Can you copy every one of the records below, character for character?

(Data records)
----------------------------------------

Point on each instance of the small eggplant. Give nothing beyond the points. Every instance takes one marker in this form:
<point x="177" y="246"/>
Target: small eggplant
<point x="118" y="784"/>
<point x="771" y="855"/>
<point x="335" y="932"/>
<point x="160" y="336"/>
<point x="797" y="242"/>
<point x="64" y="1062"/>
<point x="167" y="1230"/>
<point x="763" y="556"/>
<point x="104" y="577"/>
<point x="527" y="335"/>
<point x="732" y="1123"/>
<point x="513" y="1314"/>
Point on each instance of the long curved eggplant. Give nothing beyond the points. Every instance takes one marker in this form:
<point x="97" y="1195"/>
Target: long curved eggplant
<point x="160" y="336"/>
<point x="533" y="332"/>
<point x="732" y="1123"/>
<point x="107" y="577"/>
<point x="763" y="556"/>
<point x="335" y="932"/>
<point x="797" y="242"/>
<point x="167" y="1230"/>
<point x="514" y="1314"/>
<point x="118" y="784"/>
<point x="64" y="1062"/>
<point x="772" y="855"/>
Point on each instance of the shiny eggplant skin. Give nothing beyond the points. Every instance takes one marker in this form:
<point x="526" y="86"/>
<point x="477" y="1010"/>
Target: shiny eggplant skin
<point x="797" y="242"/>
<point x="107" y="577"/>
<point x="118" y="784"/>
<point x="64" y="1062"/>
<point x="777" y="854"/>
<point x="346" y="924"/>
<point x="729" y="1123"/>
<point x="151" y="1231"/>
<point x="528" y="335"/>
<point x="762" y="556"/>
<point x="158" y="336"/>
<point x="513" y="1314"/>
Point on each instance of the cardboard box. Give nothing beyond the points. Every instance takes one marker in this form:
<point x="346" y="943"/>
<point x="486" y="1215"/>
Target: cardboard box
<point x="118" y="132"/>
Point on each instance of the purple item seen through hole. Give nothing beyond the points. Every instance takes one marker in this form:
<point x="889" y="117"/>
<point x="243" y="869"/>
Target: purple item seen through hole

----------------------------------------

▶ RESPONSE TO THIS EXERCISE
Point on each instance of the small eggplant. Give nothing beyond the points. Every instance takes one marker in this form:
<point x="177" y="246"/>
Target: small eggplant
<point x="118" y="784"/>
<point x="771" y="855"/>
<point x="335" y="932"/>
<point x="160" y="336"/>
<point x="797" y="242"/>
<point x="64" y="1062"/>
<point x="167" y="1230"/>
<point x="763" y="556"/>
<point x="104" y="577"/>
<point x="527" y="335"/>
<point x="732" y="1123"/>
<point x="513" y="1314"/>
Point on each instance of the long curved eggplant. Give nothing beyond the points. Every instance takes one marker in this form:
<point x="97" y="1195"/>
Target: long curved eggplant
<point x="160" y="336"/>
<point x="533" y="332"/>
<point x="732" y="1123"/>
<point x="107" y="577"/>
<point x="763" y="556"/>
<point x="335" y="932"/>
<point x="797" y="242"/>
<point x="167" y="1230"/>
<point x="514" y="1314"/>
<point x="118" y="784"/>
<point x="64" y="1062"/>
<point x="772" y="855"/>
Point on each instance of the shiny eggplant skin. Give nothing beyond the points. Every instance takes one marker in this form:
<point x="526" y="86"/>
<point x="477" y="1010"/>
Target: shiny eggplant skin
<point x="797" y="242"/>
<point x="107" y="577"/>
<point x="118" y="784"/>
<point x="64" y="1062"/>
<point x="777" y="854"/>
<point x="346" y="924"/>
<point x="729" y="1123"/>
<point x="151" y="1231"/>
<point x="528" y="335"/>
<point x="762" y="556"/>
<point x="158" y="336"/>
<point x="513" y="1314"/>
Point on each instance of the cardboard box. Give nothing beyond the points. Every instance takes one marker in this form:
<point x="346" y="943"/>
<point x="486" y="1215"/>
Target: cardboard box
<point x="118" y="132"/>
Point on each instance of the purple item seen through hole. Give nothing beyond the points. Every instance takes one marker in this form:
<point x="889" y="117"/>
<point x="243" y="869"/>
Target: purple item seen through hole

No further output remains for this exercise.